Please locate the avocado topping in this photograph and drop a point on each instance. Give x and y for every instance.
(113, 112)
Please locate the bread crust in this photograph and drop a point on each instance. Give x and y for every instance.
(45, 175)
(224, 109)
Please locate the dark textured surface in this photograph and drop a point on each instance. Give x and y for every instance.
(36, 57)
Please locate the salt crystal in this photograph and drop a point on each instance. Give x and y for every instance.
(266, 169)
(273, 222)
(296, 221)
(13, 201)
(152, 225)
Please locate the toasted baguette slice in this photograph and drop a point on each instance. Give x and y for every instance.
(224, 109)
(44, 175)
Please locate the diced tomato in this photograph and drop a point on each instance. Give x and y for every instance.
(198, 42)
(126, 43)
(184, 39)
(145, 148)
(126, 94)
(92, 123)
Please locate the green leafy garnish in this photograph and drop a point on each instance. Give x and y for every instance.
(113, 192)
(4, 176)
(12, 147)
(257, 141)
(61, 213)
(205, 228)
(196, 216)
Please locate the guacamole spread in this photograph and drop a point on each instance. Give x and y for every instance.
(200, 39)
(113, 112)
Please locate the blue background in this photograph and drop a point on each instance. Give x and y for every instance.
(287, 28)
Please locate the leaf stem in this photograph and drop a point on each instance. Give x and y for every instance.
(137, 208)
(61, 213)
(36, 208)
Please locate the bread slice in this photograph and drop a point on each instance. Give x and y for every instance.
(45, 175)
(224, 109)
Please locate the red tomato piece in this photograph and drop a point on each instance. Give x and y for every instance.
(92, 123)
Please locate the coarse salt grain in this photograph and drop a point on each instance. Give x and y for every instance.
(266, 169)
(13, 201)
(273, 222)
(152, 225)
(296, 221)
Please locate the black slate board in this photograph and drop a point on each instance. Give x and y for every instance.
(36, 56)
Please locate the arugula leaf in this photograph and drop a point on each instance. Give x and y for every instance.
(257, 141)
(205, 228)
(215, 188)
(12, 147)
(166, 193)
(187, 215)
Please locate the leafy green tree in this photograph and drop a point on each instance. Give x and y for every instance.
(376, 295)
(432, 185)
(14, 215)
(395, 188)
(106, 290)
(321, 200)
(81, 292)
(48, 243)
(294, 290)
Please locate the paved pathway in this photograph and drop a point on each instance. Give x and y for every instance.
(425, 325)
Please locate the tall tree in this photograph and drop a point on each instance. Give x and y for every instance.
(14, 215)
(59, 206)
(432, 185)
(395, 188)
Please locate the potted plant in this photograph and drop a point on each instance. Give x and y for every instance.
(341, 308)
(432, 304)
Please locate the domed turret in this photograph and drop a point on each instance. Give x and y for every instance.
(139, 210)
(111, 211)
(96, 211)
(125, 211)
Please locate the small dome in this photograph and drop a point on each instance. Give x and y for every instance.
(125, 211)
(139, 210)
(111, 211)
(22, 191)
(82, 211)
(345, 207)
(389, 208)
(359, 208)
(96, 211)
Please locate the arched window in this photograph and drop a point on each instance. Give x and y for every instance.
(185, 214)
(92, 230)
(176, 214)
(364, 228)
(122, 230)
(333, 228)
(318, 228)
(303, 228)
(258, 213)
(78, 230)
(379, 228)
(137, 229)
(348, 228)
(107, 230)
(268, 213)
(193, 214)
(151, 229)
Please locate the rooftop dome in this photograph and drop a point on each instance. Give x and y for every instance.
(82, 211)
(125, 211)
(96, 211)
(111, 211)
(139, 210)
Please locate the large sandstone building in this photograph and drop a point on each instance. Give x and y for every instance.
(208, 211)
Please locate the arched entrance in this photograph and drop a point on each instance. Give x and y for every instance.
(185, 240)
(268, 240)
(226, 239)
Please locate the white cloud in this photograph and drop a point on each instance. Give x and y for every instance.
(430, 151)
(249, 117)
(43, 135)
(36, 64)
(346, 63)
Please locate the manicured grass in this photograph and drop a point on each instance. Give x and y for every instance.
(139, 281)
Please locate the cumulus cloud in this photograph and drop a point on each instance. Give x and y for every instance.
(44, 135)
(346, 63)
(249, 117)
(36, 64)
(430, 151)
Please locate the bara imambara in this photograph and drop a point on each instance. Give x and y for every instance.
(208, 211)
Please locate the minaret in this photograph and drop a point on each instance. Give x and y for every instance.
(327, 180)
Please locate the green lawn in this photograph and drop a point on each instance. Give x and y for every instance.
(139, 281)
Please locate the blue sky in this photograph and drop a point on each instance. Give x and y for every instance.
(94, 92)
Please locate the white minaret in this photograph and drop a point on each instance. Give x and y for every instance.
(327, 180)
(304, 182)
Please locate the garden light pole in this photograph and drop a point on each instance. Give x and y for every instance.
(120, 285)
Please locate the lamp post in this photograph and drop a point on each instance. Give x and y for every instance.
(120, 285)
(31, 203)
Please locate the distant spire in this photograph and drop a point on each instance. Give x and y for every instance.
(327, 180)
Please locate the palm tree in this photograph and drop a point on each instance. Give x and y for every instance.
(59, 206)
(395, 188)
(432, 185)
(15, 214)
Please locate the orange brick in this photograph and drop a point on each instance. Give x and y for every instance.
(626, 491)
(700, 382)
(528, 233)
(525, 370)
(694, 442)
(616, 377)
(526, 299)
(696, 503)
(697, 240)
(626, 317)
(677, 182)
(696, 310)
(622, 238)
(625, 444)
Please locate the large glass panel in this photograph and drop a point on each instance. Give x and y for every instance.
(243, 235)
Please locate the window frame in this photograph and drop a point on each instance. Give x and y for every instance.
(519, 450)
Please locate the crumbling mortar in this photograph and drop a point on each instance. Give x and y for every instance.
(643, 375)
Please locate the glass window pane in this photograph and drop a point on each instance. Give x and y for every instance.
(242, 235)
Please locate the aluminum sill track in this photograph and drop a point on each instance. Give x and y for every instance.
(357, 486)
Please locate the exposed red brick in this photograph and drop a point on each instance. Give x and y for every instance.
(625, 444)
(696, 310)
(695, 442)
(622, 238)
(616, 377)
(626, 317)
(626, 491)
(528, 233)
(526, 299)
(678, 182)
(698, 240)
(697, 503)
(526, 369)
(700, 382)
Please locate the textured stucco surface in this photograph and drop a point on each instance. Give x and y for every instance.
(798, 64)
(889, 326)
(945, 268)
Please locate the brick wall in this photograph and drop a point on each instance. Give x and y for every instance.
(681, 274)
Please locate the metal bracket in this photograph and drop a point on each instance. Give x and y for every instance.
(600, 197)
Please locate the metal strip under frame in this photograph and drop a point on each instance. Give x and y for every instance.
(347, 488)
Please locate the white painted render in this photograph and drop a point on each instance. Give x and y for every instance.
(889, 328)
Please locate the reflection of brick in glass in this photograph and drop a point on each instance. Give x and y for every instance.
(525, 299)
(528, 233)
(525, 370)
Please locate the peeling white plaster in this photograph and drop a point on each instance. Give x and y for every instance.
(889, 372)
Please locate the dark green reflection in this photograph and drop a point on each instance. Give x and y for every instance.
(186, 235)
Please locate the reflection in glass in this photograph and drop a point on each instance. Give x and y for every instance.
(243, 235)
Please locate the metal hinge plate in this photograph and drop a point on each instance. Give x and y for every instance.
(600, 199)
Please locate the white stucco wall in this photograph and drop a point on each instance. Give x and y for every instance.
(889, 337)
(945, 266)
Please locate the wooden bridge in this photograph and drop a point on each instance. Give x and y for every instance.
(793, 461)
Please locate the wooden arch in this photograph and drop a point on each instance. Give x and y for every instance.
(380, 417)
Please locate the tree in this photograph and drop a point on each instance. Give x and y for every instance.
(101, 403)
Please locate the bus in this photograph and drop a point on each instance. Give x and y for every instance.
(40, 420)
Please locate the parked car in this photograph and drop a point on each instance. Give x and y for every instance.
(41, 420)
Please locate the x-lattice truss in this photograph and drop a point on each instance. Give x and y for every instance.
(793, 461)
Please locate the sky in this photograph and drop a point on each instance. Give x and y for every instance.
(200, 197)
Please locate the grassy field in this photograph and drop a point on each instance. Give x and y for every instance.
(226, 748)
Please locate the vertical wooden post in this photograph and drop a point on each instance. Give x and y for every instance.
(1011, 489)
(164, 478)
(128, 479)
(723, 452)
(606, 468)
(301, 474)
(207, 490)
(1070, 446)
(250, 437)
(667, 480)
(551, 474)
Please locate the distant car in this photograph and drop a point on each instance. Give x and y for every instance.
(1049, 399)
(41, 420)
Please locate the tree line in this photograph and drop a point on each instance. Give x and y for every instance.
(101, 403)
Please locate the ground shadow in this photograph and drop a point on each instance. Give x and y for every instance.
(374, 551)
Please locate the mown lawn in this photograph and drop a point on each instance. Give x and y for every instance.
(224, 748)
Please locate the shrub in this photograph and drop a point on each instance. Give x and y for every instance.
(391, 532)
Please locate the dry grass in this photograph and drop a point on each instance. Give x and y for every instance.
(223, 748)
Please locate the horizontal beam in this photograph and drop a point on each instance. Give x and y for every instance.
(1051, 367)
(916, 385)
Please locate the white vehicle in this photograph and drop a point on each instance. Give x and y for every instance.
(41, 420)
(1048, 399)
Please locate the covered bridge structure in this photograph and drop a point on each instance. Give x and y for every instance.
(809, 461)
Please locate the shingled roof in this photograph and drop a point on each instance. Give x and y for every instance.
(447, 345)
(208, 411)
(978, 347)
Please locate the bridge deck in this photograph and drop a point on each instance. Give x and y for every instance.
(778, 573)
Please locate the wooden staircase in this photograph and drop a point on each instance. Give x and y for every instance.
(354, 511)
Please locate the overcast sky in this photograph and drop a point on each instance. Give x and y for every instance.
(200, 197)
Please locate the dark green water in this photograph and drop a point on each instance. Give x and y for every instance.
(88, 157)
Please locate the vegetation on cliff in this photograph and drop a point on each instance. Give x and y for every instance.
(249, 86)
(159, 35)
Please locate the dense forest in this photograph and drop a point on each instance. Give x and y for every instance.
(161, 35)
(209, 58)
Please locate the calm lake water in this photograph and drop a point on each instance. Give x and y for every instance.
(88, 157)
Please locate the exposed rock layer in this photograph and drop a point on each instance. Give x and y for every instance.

----------

*WHAT IS REQUIRED*
Rewrite the stretch from the line containing "Please locate the dense" through the end of the records, swapping "calm lake water" for "still lake water" and leaving everything else unchanged.

*SOLUTION FOR THIS EXERCISE*
Please locate the dense forest in this photograph and drop a point on each instance. Give x and y for every instance.
(161, 35)
(209, 58)
Please locate the still lake water in this photograph and drop a point on each instance. Give x and y for every instance.
(88, 157)
Please locate the exposed rock layer in this photograph and drop a point on each instance. Give x and y for every instance.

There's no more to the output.